### To do
a. In the router writeup, which library turns out to contain the parse_special_char function?
b. Carry the router writeup forward from its last sentence, keeping its first-person voice.

==== Supplied text ====

Hi. This is my 4th writeup in the hacking the dlink dir 615 series where im trying to get my first cve. Lets get stared.

While looking again on all functions that accept user input, i found this interesting function. sub_40e148

What this function does is it get the value of the post parameter ping_ipaddr using get_cgi then store it to a global variable ping

Then i looked through all the cross references to the global variable ping and found a function called return_ping_result

There, it loads the value of the global varibale ping to $v0, then use $v0 as an argument to get_ping_app_stat. So i checked the get_ping_app_stat.

You can see that it moves our argument(ping) to register $s0, then pass it as an argument to parse_special_char, then pass it again as an argument to _system. You might be thinking that it is vulnerable to command injection but its not. Believe me, this guy tried it https://limbenjamin.com/articles/dlink-routers-ping-function.html

Its not vulnerable to command injection because of the parse_special_char. This parse_special_char function is an external function. So i have to find which library contains this function.

I used grep to find which libraries and programs have the string parse_special_char. And found libproject.so

So i opened up libproject.so in binary ninja and start reversing it. This parse_special_char is complicated but i’ll try to explain it as much as i can

First, it store our input to to the register $s2.

Then, it get the length of our input using strlen and store it to $s1

Then, it copy our input to a variable i called input_copy using strcpy

Then it store, a variable called var_270 to register $a0

Then, it load $s1(output of strlen) to $a1. Then it also store some strings to various registers . Then it store the variable input_copy to $a2

Then, it load the byte in $a2(input_copy) to $v1. Then, it moved $v1 to $v0. Then it checks if $v0 is equals to the strings in the registers $t0, $a3, $t1, $t2. These registers contains the string “\””, “\”, “`”, “$” respectively

If it does, it will jump here

Here, it store the loaded byte in input_copy($a2) to $v0. Then, it set the loaded byte in $a0(var_270) to the string ‘\’. Then, it deduct 1 to $a1 which is the output of strlen. Then, it add 1 to $a0 meaning, it will load the next byte in var_270. Then, it set the loaded byte in $a0(var_270) to the loaded byte in $v0(input_copy). Then it add 1 into $a2(input_copy). Meaning, it will load the next byte in the variable input_copy. Then, it checks if $a1(output of strlen) is equals to zero. If it does, it will jump to the end of the function. If not, it will loop back again. But before that, it add 1 into $a0(var_270) meaning, it will load the next byte in the variable var_270

If the $v0 is not equals to the strings in the registers, it will jump here instead

Like before, it deduct 1 to the output of strlen. Then, it set the byte loaded in $a0(which is var_270) to $v1(which is the loaded byte in input_copy). Then, it add 1 in $a2(which is input copy), meaning, it will load the next byte in input_copy. Then, it check again if $a1(output of strlen) is equals to zero. Before that, it adds 1 to $a0(which is var_270), meaning, it will load the next byte in the var_270 variable. Then it loop back again until $a1(output of strlen) is equals to zero.

==== Material shown ====

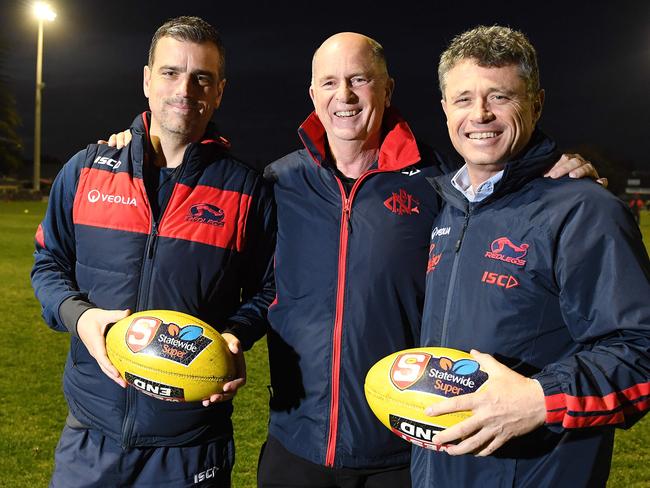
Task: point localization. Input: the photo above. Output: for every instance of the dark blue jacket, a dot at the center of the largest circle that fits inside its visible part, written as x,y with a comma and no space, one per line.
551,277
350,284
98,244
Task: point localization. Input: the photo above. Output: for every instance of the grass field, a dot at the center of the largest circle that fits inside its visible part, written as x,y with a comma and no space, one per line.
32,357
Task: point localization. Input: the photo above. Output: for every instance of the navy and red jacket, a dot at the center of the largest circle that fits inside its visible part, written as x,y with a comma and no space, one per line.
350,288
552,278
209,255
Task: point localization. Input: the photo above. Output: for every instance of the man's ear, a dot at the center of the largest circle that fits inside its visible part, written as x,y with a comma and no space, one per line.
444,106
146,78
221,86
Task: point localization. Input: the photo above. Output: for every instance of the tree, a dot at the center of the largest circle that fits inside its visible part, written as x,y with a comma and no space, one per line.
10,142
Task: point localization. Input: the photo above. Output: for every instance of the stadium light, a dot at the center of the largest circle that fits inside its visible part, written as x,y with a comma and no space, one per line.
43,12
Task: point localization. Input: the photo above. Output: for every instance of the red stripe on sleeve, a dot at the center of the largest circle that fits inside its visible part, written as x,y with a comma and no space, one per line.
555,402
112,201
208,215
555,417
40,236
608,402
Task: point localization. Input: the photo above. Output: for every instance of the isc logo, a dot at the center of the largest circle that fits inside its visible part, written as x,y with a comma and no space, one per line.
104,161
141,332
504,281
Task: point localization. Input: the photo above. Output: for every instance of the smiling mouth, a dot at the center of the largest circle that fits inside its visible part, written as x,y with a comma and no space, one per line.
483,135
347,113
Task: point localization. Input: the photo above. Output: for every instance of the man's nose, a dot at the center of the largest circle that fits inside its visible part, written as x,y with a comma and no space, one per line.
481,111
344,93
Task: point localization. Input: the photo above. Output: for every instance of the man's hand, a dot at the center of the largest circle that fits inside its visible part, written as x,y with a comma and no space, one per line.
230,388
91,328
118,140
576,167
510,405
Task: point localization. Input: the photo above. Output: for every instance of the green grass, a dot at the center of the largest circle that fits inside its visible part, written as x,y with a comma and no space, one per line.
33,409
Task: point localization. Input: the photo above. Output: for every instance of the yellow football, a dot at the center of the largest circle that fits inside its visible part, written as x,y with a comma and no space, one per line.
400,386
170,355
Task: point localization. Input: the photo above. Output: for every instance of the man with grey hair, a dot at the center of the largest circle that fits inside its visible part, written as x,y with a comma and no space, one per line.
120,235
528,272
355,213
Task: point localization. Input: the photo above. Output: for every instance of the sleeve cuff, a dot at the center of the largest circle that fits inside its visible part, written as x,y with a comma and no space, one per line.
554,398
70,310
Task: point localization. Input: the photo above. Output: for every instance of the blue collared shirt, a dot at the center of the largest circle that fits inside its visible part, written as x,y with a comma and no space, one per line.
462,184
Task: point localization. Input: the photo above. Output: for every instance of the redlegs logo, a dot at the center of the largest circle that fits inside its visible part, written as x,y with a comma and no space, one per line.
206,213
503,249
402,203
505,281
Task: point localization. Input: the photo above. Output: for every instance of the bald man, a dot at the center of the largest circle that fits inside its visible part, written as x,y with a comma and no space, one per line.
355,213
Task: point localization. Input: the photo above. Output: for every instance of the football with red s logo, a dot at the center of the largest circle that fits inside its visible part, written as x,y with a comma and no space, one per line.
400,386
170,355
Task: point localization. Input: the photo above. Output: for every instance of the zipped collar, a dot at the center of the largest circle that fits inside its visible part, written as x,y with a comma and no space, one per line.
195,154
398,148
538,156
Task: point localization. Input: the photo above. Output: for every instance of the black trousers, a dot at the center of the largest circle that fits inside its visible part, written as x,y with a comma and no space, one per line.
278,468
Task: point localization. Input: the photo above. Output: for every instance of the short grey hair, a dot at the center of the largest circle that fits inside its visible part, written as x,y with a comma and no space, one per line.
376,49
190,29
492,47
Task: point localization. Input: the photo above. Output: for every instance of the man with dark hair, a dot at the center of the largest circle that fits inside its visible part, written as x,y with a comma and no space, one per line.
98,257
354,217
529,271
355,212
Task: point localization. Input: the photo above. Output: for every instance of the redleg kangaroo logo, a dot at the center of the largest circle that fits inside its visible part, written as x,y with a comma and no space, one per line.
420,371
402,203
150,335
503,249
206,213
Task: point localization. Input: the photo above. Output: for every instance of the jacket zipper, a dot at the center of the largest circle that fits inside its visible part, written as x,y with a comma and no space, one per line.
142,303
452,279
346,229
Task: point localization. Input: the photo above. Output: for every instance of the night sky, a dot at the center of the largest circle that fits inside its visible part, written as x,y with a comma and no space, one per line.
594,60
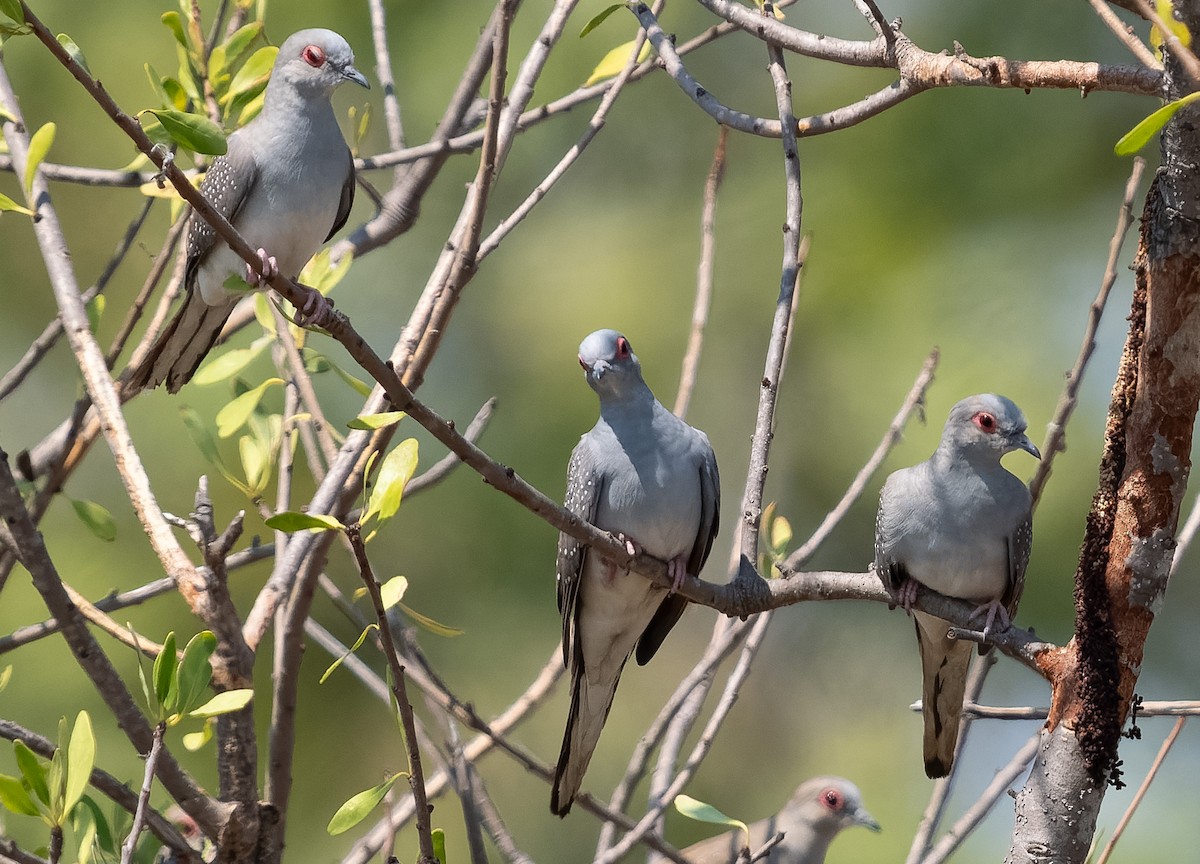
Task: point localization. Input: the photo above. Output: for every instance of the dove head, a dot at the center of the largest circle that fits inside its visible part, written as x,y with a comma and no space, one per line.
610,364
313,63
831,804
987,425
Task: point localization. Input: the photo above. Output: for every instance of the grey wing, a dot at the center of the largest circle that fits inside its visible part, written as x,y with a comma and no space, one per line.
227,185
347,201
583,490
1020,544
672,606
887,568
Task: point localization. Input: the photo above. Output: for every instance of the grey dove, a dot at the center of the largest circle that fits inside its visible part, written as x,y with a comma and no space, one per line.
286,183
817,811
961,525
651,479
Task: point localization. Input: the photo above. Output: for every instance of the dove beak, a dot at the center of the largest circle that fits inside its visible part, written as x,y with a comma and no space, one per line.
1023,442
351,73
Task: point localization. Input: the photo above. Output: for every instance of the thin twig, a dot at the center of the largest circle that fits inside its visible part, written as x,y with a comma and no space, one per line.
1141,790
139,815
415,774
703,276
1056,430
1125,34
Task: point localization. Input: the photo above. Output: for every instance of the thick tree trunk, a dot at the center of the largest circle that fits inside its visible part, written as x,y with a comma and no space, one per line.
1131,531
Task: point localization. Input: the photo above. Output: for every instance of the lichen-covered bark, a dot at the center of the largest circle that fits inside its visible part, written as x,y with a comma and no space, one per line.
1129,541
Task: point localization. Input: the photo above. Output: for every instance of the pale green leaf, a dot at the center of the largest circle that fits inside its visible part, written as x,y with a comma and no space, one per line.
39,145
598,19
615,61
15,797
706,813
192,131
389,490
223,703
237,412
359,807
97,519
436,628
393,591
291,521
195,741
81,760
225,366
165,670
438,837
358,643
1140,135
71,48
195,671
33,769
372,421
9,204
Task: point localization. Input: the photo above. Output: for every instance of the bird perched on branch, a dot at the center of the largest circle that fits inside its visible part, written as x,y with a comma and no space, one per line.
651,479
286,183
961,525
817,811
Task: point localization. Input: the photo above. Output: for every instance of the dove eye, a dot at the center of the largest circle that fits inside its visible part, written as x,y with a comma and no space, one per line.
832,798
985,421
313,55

====
==== Material shown ====

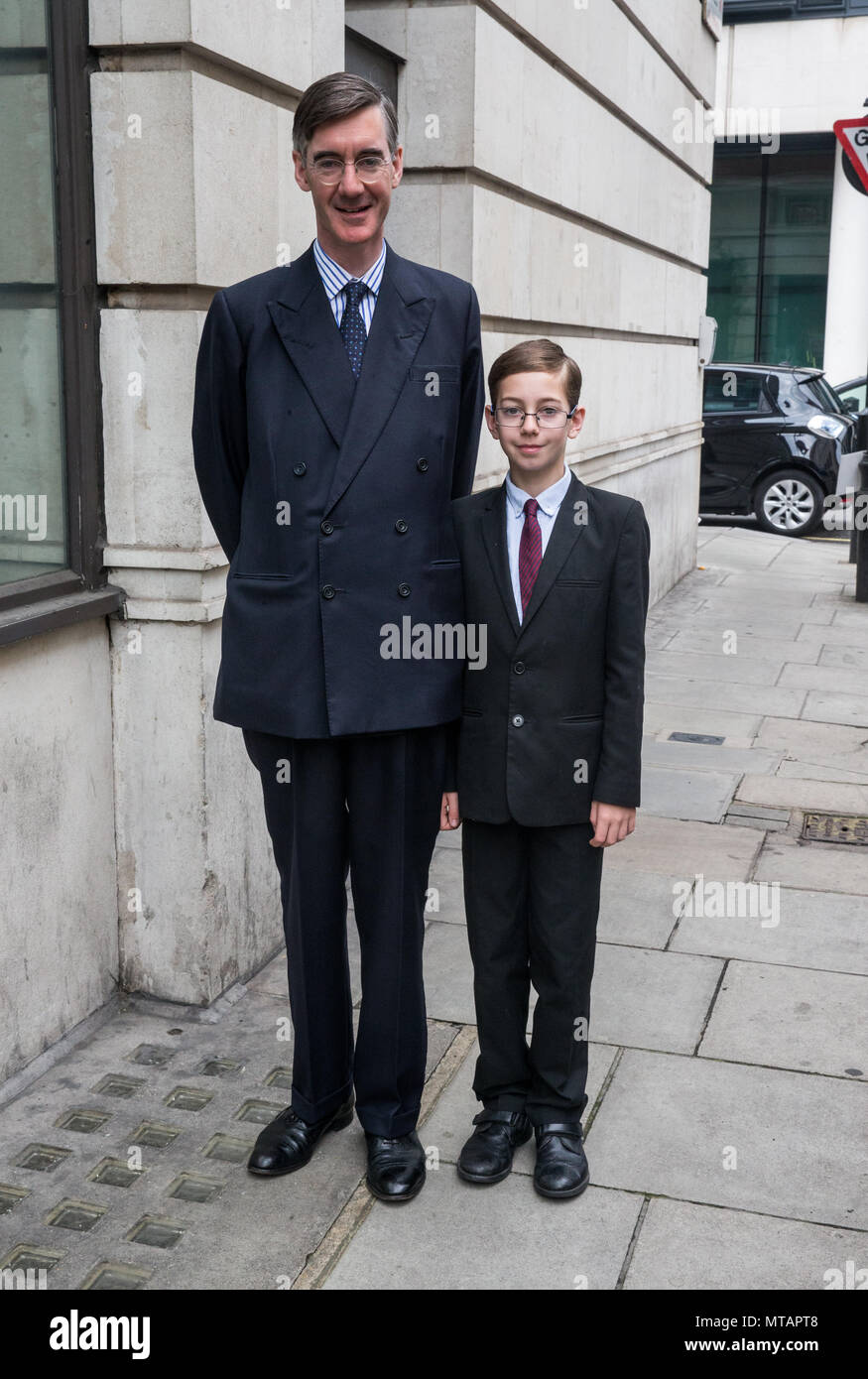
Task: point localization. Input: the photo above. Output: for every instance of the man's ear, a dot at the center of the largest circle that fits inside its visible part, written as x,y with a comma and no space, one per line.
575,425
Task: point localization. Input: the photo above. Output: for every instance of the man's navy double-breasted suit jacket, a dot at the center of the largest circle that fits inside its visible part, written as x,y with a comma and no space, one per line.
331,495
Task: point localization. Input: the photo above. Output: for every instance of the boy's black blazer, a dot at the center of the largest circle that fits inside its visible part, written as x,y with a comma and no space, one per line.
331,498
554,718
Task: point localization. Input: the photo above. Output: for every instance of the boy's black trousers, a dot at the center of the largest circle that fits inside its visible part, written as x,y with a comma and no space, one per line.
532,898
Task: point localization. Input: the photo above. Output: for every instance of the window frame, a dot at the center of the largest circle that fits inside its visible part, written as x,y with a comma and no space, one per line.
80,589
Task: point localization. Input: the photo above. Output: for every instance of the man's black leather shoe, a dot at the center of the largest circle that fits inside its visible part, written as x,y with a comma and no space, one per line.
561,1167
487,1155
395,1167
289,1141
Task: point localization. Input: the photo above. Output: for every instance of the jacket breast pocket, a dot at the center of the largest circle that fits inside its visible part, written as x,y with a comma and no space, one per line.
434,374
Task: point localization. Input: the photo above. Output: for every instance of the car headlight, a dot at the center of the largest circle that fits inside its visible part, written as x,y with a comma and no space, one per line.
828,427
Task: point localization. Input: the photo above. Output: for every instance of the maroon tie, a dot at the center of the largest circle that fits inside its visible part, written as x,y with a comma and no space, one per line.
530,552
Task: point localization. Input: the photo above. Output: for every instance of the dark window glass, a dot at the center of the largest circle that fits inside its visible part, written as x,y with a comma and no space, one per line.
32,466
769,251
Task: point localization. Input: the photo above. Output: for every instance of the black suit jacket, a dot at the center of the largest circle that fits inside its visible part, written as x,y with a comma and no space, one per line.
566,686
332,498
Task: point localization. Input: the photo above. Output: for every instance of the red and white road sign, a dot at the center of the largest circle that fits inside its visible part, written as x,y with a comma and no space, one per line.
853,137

====
==== Material shown ====

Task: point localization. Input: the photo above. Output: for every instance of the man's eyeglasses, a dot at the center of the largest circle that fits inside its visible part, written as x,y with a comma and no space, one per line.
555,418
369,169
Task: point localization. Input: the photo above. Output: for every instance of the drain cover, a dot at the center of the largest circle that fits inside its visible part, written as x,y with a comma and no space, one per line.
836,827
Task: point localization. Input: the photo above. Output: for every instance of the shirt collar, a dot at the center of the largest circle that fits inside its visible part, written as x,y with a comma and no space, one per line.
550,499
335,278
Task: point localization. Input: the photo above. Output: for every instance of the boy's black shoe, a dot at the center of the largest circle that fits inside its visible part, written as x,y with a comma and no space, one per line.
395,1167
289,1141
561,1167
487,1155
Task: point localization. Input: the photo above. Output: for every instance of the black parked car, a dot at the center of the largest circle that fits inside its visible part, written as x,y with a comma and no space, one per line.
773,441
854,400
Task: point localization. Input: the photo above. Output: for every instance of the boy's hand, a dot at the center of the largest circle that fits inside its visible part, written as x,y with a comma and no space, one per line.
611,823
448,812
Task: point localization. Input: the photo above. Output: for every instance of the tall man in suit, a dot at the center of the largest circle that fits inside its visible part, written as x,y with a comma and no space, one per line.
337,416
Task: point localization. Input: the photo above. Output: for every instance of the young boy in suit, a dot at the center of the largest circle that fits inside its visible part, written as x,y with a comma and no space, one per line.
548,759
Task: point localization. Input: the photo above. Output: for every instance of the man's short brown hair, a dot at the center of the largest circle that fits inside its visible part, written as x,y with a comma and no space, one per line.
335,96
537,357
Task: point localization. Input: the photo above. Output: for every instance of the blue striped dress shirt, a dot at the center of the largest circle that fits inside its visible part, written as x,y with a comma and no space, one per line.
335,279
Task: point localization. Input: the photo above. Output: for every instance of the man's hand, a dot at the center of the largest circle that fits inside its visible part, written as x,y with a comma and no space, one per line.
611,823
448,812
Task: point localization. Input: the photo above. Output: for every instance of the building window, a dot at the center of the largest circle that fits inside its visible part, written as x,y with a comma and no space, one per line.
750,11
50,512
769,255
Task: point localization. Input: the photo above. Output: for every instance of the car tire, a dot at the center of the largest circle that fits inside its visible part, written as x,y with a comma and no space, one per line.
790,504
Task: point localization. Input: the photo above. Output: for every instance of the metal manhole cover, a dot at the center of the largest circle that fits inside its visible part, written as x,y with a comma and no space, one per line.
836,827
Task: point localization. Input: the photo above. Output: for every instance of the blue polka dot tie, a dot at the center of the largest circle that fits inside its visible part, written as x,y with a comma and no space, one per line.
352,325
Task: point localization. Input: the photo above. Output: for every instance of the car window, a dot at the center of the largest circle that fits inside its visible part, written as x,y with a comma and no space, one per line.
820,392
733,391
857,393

====

### Answers
a. libproject.so

b.
You can see that it just copy bytes blindly from input_copy to var_270 even if we are copying bytes larger than the buffer size of var_270 can handle, meaning we have a buffer overflow vulnerability here. So if we provide an input with lenght larger than var_270 can handle, we can overflow the buffer and overwrite the other variables in the stack. Now, we just have to calculate the bytes between var_270 and the saved return address.

var_270 is stored in the offset $sp+0x18 and the saved return address is stored in the offset $sp+0x280. $sp is -0x288

If we calculate it -0x288+0x280 is equals to -8 so the saved return address is at stack offset 8. var_270 is -0x288+0x18 is -624 so it is in the offset 624. 624–8 is equals to 616, meaing, there has 616 bytes between var_270 and saved return address. Lets try it out. But first, we have to find a way to call the function return_ping_result.

In the directory, tools_vct.asp, there has a function called CmoGetStatus(“ping_result”);. What it does is it call the function return_ping result. So now, we have all we need to exploit this.

I made a python exploit script to test it out.

What it does is first, it login with the default creds. Then, it make a post request to ping_response.cgi with the vulnerable parameter ping_ipaddr containing our exploit. Then, it make a get request to tools_vct.asp to call the function return_ping_result. In the exploit, i put there 616 bytes of A’s and 4 bytes of B’s. Now with this, we should be able to overwrite the return address and the program counter to 42424242 or BBBB. Lets try it.

It works. We managed to overwrite the return address and epc(program counter) to 42424242. Now, we have a buffer overflow

I am not good at exploiting buffer overflows. I dont know what and how to do it so i havent escalated this buffer overflow yet, but im trying. If you have experience on mips bof and you think you can help me, please reach me out. I need help in this. But right now, we have a bof that can result to dos.

This is the end of my writeup. After googling, i found out that this is not a cve yet so i requested a cve for it. If it gets accepted, this will be my first cve. I have high hopes for this. This bug is already fixed in the newest version of the firmware so youre safe as long as you update your router’s firmware.

Update: It is now confirmed and got my first cve with this. https://cve.mitre.org/cgi-bin/cvename.cgi?name=CVE-2021-37388.

Thanks for reading.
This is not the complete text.